SET TASKS:
1. In the article about the Bryn Mawr weight-loss email, quote the passage from "The Fitness Onward" to "the course description.".
2. According to the course description in the Bryn Mawr weight-loss email article, through what means does the Fitness OWLS Program aim to build a healthy lifestyle? List each one.
3. Write the next part of the news article about the Bryn Mawr Health Center's weight-loss email, starting after its last sentence.

Bryn Mawr College is under fire for an email sent by the school's Health Center encouraging students with "elevated BMIs" to join a weight-loss program.

Rudrani Sarma, a junior at the small, all-female liberal arts school, expressed her disappointment with the email blast by posting an open letter to the school on Facebook.

"Sending your students a message 'inviting' them to take a weight loss class because they're on a 'list of students with elevated BMI's' is not ethical. It's problematic, it's hurtful, and it's just plain stupid," she wrote.

After commenting on the original email, Sarma received a response explaining that she had accidently received it because a nurse had entered her height incorrectly in the Health Center's database, qualifying her for the free program – which has been offered in the past.



The Fitness Onward to Weight Loss Success, or Fitness OWLS Program, "is designed to develop strategies for students to improve their overall health and fitness, and focus on developing a healthy lifestyle through nutrition, exercise, overall well-being and weight loss," reads the course description.

EXTRACTED ENTRIES:

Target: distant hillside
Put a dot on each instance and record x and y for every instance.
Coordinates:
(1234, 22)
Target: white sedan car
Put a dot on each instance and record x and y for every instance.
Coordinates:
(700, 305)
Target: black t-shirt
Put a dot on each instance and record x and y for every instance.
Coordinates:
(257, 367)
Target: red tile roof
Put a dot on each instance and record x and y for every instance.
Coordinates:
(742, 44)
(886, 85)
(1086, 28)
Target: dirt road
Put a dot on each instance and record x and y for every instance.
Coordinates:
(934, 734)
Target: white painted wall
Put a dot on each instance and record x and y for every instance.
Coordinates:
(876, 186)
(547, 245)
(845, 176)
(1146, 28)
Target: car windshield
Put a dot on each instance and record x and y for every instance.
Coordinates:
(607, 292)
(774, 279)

...

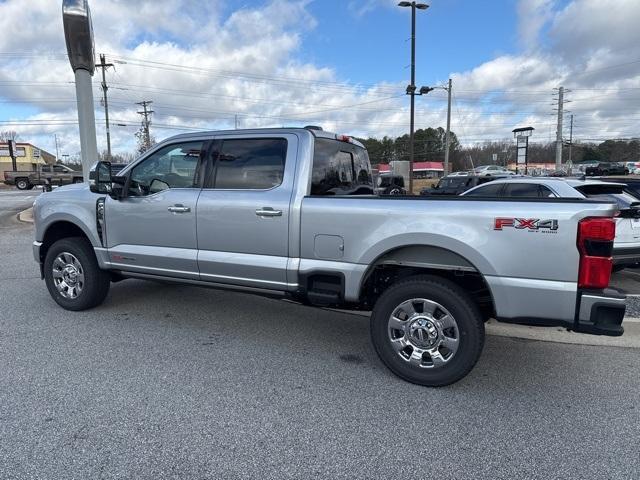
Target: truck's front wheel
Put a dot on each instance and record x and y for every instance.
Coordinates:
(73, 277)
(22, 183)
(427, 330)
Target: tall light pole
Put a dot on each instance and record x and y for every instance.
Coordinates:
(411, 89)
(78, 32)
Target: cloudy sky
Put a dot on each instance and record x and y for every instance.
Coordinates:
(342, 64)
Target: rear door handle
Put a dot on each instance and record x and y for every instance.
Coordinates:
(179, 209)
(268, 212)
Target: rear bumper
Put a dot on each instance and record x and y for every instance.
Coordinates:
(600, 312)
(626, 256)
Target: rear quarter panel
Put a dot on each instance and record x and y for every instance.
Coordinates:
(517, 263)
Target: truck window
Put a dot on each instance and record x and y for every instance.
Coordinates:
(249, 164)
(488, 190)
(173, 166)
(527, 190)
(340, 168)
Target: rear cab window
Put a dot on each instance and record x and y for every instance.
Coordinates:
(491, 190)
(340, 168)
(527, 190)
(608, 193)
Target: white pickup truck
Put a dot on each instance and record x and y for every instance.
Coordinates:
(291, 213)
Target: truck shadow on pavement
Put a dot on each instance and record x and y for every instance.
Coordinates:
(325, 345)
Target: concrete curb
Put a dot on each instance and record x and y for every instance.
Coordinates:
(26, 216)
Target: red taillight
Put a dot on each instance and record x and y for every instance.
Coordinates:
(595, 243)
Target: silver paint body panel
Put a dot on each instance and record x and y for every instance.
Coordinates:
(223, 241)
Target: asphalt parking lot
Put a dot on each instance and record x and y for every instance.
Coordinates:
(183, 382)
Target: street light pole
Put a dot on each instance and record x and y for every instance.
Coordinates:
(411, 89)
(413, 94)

...

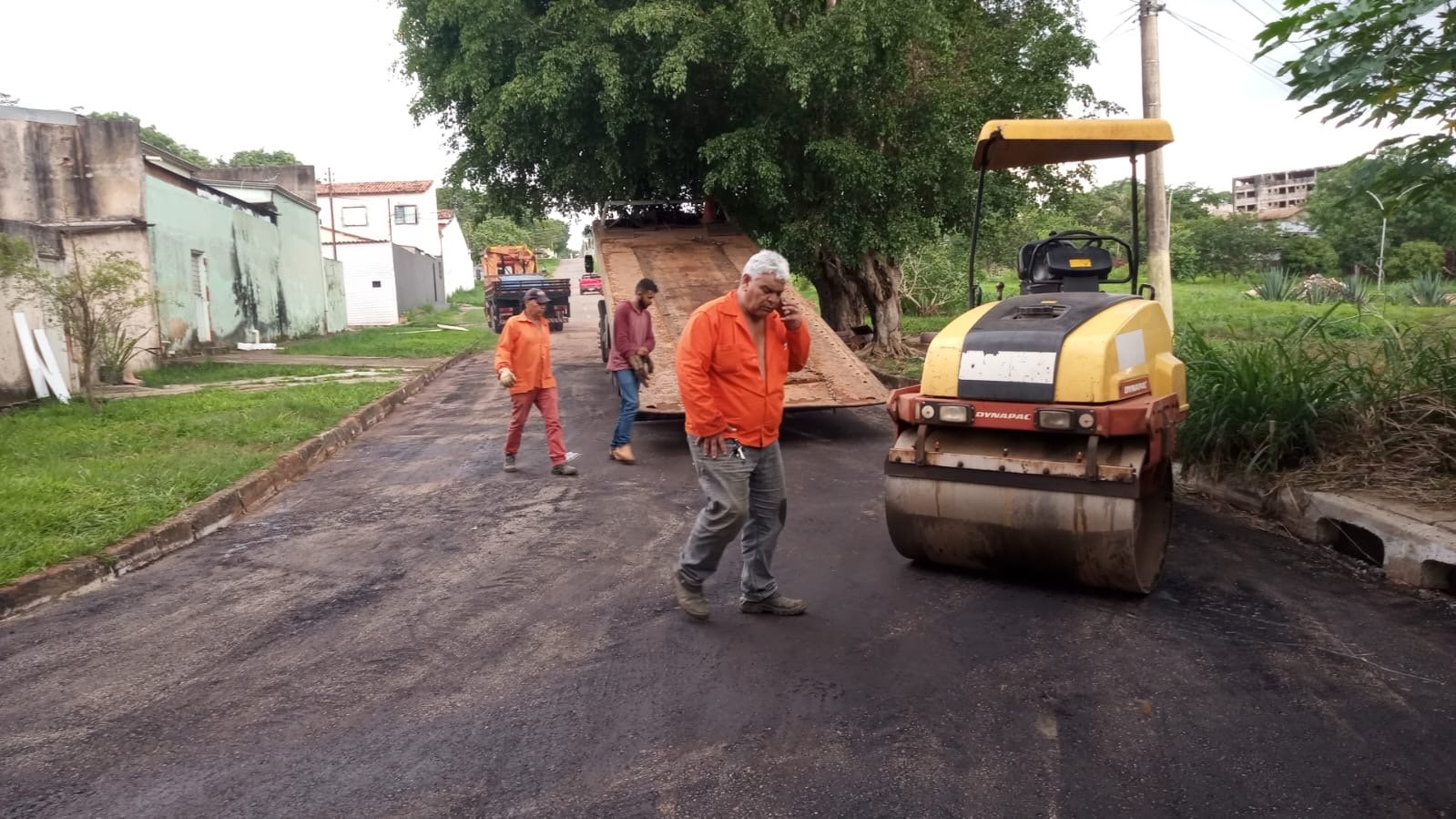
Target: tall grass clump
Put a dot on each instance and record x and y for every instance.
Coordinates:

WRITTEN ANSWERS:
1.
The Fitness Onward to Weight Loss Success, or Fitness OWLS Program, "is designed to develop strategies for students to improve their overall health and fitness, and focus on developing a healthy lifestyle through nutrition, exercise, overall well-being and weight loss," reads the course description.

2. nutrition, exercise, overall well-being, weight loss

3.
"My first reaction to this was obviously horror. I felt awful to be targeted like that," Sarma told the Swarthmore Phoenix. "I felt like it was an incredibly impersonal email and just incredibly unethical to receive something like this. I just thought of all of the other students that might have a problem with weight who received this email and how horrible they must feel."

In response to the controversy, Bryn Mawr's Health Center director Kay C. Kerr issued an apology.

"On behalf of everyone involved with this program, I sincerely apologize to anyone who has been upset or offended by our communications, and I want to reassure the community that we will rethink our approaches and our assumptions moving forward," she said.